Thanks for the reply. It is not easy to get stall times for small LV motors. Normally we ask for this value only for motors above 100HP. GE manual (attached) Page 6 shows a Fig 9 for hot & cold stall times. Looking at the 20sec Hot stall value, the per unit current is approx. 5 which effectively means that for having a safe stall time of 20 sec, we have to select a Code E/F motor; otherwise the motor is liable to be damaged !!However, most of the LV motors that we have in our plant are Code letter G and above. Any suggestions on this?

 

[rockman7892]

If i'm not mistaking class 30 overloads are used for hard to start motors, or motors with long acceleration times?

 

[cherry2000]

You are right Rockman..for large inertia loads,involving higher starting times, a Class 10 or 20 may not suffice and one may have to choose Class 30 overload curve, which means that the relay operates at 6 times the FLA at 30 sec, giving the motor sufficiant opportunity to start.

 

[rockman7892]

This was a very interesting article. I have been studying overload protection recently for MV motors and have come to learn how MV motor protection build thermal models of the motor based off of operating parameters (current, rtd's etc...)

For the particulr multilin 369 relay that I have been studying I learned that when the motor is running under rated operating current the thermal capacity being used on the motor is modeled as:

TC_used = Ieq x (1-hot/cold) x 100%.

where Ieq= operating current.

After a motor has been started and is running it settles down to a modeled thermal capacity used based upon operating current and the hot/cold ratio. When this equation produces a Thermal capacity used that equal over 100% is when the relay will trip the motor. Of course this is for all operating ranges that fall under the overlaod pickup.

I was curious to see how this same pricipal worked for LV bi-metal overload relays. Anything over the pickup of these overloads will corrospond the published TCC for any given overload but how is the thermal capacity in the metal strips modeled for current values below pickup level. I'm guessing that there has to be some sort of thermal equation that relates the operating temperature to the amount or percent of thermal heat in the overloads compated to when they will trip. Does the hot/cold ratio play into these as well?


One other thing I have been struggling with lately is where to set the overload protection in relation the the hot and cold rotor stall time curves. I have heard both sides of the fence. I have heard to set the protection below the the hot curve in order to fully protect the rotor, but I have also heard that the overload curve should fall in-between the hot and cold curve in order to allow 2 consecutive cold starts per Nema MG-1.

Directions:
1. Translate this sentence from the motor protection thread into Spanish: "Normally we ask for this value only for motors above 100HP."
2. In the motor protection thread, shorten the paragraph beginning "After a motor has been started" into a bulleted list that keeps its main facts.
The entries that come next are separate material, unrelated to the motor protection thread.

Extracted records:
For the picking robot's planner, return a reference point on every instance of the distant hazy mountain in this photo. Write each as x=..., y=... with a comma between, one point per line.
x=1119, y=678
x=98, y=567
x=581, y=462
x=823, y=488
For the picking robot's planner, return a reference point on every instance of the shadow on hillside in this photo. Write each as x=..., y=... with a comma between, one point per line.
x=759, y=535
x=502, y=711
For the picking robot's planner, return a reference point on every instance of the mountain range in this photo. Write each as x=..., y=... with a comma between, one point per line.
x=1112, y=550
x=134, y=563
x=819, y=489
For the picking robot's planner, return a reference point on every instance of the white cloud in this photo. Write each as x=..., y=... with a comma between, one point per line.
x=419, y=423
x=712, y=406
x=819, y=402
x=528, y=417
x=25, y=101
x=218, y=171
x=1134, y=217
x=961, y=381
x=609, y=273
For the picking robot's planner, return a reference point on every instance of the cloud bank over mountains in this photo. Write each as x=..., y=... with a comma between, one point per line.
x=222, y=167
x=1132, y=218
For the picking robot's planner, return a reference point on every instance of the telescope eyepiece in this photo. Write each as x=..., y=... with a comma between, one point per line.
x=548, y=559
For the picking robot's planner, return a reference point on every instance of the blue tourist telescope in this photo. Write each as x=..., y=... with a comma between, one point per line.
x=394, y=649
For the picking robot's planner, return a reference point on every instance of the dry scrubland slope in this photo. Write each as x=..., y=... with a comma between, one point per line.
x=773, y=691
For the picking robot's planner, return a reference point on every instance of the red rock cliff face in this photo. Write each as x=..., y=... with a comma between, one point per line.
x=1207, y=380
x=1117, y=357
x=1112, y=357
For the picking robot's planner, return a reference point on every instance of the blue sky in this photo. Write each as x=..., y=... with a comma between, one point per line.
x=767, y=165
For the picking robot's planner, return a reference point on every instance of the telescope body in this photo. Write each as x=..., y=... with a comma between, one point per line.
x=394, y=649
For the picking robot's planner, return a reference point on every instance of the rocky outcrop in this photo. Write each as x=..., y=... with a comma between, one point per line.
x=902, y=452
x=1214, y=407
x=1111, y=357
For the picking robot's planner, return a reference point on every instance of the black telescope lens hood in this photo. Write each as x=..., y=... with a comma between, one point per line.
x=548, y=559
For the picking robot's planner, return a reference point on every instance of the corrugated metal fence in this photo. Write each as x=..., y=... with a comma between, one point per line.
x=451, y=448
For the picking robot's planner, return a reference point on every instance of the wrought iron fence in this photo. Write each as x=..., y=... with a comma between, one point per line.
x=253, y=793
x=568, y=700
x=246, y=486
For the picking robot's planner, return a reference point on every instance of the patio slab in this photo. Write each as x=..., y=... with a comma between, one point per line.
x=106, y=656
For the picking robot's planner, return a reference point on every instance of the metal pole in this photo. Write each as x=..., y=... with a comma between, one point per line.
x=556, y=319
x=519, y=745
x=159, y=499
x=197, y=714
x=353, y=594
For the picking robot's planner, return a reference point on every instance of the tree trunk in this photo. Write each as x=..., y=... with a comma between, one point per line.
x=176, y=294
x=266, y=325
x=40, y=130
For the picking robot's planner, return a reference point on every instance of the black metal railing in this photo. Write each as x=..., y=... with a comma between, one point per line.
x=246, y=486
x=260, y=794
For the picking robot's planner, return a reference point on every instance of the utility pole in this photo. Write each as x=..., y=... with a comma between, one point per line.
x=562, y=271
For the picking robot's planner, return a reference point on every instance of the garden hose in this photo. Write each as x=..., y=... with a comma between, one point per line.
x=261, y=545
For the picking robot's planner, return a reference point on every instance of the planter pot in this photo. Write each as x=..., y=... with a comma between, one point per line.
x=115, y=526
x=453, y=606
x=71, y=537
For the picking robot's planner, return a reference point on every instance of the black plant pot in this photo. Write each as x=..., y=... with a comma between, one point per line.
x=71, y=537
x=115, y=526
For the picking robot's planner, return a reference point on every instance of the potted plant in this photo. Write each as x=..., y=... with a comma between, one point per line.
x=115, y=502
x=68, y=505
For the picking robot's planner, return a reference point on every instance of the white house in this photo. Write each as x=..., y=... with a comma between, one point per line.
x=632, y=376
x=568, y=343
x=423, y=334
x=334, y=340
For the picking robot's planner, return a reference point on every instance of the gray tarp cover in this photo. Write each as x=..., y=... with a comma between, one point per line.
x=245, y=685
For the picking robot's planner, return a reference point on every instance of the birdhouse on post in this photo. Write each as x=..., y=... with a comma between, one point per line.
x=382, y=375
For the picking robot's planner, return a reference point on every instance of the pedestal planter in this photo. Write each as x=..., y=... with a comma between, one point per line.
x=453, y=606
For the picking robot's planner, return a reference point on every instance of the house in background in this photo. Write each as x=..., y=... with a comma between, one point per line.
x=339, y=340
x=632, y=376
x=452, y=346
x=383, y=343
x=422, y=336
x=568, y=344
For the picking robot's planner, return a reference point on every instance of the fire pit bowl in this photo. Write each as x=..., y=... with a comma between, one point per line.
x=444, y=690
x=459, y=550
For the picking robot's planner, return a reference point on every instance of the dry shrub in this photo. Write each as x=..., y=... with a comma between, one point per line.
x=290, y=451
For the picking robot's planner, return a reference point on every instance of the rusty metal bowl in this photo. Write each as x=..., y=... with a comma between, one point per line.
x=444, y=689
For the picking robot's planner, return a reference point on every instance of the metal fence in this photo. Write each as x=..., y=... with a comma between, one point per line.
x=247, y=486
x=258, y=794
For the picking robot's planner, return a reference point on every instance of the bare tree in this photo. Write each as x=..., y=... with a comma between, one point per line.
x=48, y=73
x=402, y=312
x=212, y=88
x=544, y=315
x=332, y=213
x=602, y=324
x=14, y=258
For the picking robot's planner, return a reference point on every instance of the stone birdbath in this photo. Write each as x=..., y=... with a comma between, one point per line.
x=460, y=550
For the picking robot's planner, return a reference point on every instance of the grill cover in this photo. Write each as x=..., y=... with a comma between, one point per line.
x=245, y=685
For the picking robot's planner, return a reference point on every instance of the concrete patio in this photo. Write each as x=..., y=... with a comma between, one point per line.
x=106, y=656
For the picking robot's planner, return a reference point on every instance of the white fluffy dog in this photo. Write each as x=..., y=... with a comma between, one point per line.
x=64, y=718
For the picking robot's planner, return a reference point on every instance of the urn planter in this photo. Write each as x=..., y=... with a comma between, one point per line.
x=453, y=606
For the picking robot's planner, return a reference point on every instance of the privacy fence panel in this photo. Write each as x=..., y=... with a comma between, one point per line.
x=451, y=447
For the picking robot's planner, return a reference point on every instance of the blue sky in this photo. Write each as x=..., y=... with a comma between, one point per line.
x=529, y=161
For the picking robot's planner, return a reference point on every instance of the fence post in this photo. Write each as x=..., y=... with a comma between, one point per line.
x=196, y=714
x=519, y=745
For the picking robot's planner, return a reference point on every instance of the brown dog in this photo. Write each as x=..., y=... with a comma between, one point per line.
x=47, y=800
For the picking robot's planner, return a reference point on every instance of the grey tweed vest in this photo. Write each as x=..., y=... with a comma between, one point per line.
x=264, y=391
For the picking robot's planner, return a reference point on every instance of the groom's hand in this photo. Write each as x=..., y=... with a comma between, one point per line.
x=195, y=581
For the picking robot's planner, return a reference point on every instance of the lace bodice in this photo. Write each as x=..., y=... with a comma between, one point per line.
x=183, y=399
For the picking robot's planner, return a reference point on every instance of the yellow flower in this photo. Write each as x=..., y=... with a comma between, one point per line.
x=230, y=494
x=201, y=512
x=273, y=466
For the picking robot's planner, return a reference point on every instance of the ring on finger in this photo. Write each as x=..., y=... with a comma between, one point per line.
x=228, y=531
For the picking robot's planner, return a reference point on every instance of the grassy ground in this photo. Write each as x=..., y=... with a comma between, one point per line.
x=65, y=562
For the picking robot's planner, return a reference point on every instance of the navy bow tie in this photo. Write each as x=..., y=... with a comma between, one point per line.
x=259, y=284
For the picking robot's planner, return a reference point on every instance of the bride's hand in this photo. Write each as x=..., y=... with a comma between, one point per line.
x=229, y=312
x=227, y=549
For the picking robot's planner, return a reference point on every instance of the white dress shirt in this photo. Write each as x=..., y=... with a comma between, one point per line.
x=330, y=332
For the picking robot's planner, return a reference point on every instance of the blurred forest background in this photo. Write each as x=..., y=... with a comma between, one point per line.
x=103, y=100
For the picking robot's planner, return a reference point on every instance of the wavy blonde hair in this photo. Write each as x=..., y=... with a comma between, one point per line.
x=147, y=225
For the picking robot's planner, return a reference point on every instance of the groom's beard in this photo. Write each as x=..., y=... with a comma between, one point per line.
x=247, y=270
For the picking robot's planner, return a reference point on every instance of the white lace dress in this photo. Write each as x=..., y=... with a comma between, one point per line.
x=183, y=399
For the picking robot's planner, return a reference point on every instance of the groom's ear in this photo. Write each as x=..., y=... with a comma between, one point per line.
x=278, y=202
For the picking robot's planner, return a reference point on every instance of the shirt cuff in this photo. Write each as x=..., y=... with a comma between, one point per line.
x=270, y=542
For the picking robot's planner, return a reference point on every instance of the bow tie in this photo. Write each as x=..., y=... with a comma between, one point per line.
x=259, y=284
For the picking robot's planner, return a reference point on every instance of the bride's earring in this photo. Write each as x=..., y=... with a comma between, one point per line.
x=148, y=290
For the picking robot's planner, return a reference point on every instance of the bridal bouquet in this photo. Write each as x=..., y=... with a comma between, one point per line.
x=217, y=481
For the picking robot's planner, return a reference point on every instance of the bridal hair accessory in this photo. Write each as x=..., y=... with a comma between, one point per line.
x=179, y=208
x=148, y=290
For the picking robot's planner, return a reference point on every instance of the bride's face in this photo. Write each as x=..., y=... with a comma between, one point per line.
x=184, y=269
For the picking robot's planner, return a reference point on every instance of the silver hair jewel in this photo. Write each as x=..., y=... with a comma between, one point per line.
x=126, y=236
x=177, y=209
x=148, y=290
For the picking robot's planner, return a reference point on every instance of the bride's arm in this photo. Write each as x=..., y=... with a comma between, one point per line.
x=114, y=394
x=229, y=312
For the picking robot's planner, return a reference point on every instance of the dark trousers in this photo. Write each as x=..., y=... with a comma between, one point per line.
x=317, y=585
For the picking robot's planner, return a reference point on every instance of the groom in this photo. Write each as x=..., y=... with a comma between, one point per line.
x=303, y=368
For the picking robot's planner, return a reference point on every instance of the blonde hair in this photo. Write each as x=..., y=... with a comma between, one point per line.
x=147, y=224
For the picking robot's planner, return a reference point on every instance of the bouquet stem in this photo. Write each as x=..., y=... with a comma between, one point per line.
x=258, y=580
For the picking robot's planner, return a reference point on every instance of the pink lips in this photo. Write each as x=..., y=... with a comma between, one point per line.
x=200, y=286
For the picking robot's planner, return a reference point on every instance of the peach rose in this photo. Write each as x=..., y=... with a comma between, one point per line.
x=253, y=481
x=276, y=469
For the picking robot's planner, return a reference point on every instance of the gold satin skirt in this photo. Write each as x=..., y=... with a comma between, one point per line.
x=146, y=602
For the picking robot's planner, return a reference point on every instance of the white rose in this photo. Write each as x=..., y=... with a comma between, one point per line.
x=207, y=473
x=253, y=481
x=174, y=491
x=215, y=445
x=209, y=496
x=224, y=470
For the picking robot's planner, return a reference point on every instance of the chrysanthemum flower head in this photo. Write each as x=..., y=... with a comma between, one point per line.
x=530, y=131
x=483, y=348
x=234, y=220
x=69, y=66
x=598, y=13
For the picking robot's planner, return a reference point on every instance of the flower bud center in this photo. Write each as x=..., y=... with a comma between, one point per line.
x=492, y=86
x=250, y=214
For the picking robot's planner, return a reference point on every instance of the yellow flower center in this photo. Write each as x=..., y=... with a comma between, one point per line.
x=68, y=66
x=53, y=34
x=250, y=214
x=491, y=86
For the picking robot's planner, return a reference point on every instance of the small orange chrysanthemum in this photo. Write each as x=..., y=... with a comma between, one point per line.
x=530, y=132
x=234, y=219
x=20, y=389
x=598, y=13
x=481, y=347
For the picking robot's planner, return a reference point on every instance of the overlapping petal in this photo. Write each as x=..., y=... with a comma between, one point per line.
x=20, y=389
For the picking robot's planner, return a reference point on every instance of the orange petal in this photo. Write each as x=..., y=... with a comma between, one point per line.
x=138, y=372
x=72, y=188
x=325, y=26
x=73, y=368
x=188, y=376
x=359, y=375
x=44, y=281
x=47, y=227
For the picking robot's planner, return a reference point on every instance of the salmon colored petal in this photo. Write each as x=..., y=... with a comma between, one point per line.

The results:
1. Normalmente solicitamos este valor solo para motores de más de 100 HP.

2.
- Once a motor has started and is running, it settles to a modeled thermal capacity used.
- That value is based on the operating current and the hot/cold ratio.
- The relay trips the motor when the thermal capacity used exceeds 100%.
- This applies to all operating ranges below the overload pickup.